--- RECORDS SUPPLIED ---

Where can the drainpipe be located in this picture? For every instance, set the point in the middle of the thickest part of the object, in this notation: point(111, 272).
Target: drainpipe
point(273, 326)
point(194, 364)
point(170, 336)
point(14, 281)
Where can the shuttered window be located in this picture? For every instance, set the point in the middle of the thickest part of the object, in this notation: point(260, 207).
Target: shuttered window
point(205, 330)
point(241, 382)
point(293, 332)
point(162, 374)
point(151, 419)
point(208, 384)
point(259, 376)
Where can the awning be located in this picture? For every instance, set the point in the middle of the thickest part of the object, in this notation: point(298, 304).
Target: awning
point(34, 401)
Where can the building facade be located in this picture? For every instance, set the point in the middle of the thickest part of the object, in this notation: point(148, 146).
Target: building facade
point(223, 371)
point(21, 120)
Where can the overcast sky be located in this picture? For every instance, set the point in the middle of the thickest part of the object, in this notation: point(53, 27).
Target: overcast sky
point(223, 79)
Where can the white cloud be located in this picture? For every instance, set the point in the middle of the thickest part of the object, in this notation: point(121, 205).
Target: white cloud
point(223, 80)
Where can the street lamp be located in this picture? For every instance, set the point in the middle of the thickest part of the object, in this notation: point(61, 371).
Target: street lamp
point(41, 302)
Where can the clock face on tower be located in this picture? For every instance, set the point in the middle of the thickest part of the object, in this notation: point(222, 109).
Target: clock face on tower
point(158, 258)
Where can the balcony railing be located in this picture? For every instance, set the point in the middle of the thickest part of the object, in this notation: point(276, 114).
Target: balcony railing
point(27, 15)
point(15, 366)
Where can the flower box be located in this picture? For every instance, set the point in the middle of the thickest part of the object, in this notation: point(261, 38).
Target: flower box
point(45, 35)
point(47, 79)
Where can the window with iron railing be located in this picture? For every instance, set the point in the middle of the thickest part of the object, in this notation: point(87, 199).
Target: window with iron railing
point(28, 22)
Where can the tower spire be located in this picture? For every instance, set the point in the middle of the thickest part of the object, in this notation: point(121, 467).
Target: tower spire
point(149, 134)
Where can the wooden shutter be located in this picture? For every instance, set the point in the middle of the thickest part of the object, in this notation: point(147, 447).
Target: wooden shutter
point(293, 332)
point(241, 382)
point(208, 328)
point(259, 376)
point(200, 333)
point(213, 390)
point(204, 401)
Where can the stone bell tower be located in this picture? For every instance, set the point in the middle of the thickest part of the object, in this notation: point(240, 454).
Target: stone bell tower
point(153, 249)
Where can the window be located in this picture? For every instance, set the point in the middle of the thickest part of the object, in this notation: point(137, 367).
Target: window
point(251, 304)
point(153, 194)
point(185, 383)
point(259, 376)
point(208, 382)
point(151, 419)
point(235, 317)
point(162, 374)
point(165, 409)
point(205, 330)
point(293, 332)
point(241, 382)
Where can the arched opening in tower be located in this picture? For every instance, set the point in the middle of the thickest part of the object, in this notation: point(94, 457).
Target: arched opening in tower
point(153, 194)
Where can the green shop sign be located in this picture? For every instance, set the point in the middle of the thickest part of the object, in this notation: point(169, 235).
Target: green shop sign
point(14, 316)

---

WHAT TO WORK ON:
Transcribe the material above in full.

RESULT OF THE EXERCISE:
Where can the drainpipe be located in this picture? For every instance, set the point in the middle of the thickest part of the object, in this notation: point(111, 272).
Target: drainpipe
point(273, 326)
point(194, 364)
point(170, 336)
point(14, 281)
Where can the shuttered window be located in this picture? For every instance, set the point in the middle of the thickest part of the object, in this notation: point(260, 207).
Target: shuttered window
point(205, 330)
point(241, 382)
point(293, 332)
point(162, 374)
point(151, 419)
point(208, 384)
point(259, 376)
Where can the awning be located in this picture? For every instance, set the point in the middle of the thickest part of the object, in this notation: point(298, 304).
Target: awning
point(34, 401)
Where can the building facade be located in this picture? For every instance, set the point in the middle of the thickest part of the object, in this notation: point(148, 146).
Target: building facade
point(223, 371)
point(21, 120)
Where can the overcast sky be located in this picture? For every instance, set the point in the middle of the thickest part of the object, in this notation: point(53, 27).
Target: overcast sky
point(223, 79)
Where can the white cloud be located in this picture? For every instance, set the point in the middle of the thickest part of the object, in this notation: point(121, 205).
Target: white cloud
point(223, 80)
Where can the street lamp be located in this picture? For every instance, set the point in the middle of the thickest part of the object, in this notation: point(61, 371).
Target: street lamp
point(41, 302)
Where can the clock face on tower be located in this picture? For every instance, set the point in the middle of the thickest part of the object, in this notation: point(222, 109).
Target: clock face on tower
point(158, 258)
Where can the balcony railing be located in this picture? For every instance, set the point in the middle of the thickest part of the object, in this notation: point(276, 114).
Target: balcony railing
point(27, 15)
point(15, 366)
Where can the flower box be located in this picture? For every instance, set the point in the middle of the thickest part of the object, in this notation: point(261, 38).
Target: flower box
point(45, 35)
point(47, 79)
Where can the window with iron railing be located in this picture? For every instance, set the point in the middle of the thickest part of the object, in this notation: point(87, 199).
Target: window with iron railing
point(28, 22)
Where can the tower spire be located in this picture? For every instance, set the point in the middle of the thickest part of the object, in this notation: point(121, 467).
Target: tower spire
point(149, 134)
Where can the wooden shutter be located in this picture? For every instance, set the point in the middle of the thickest part of the object, in this notation: point(147, 447).
Target: wooden shutter
point(293, 332)
point(241, 382)
point(208, 328)
point(259, 376)
point(200, 333)
point(213, 390)
point(204, 401)
Where can the stone bell tower be located in this picture? For every instance, set the point in the middle of the thickest part of the object, in this notation: point(240, 454).
Target: stone bell tower
point(153, 249)
Where can the window be located in this picture? For every instance, set the point in the middle of the thickest part of the object, in this notation: point(137, 367).
Target: window
point(251, 304)
point(153, 194)
point(185, 383)
point(259, 376)
point(208, 382)
point(151, 419)
point(235, 317)
point(162, 374)
point(165, 409)
point(205, 330)
point(293, 332)
point(241, 382)
Where can the arched opening in tower be located in this picture? For every instance, set the point in the middle of the thickest part of the object, in this notation: point(94, 457).
Target: arched opening in tower
point(153, 194)
Where can the green shop sign be located in this picture? For every instance, set the point in the middle of the thickest part of the object, in this notation: point(169, 235).
Target: green shop sign
point(14, 316)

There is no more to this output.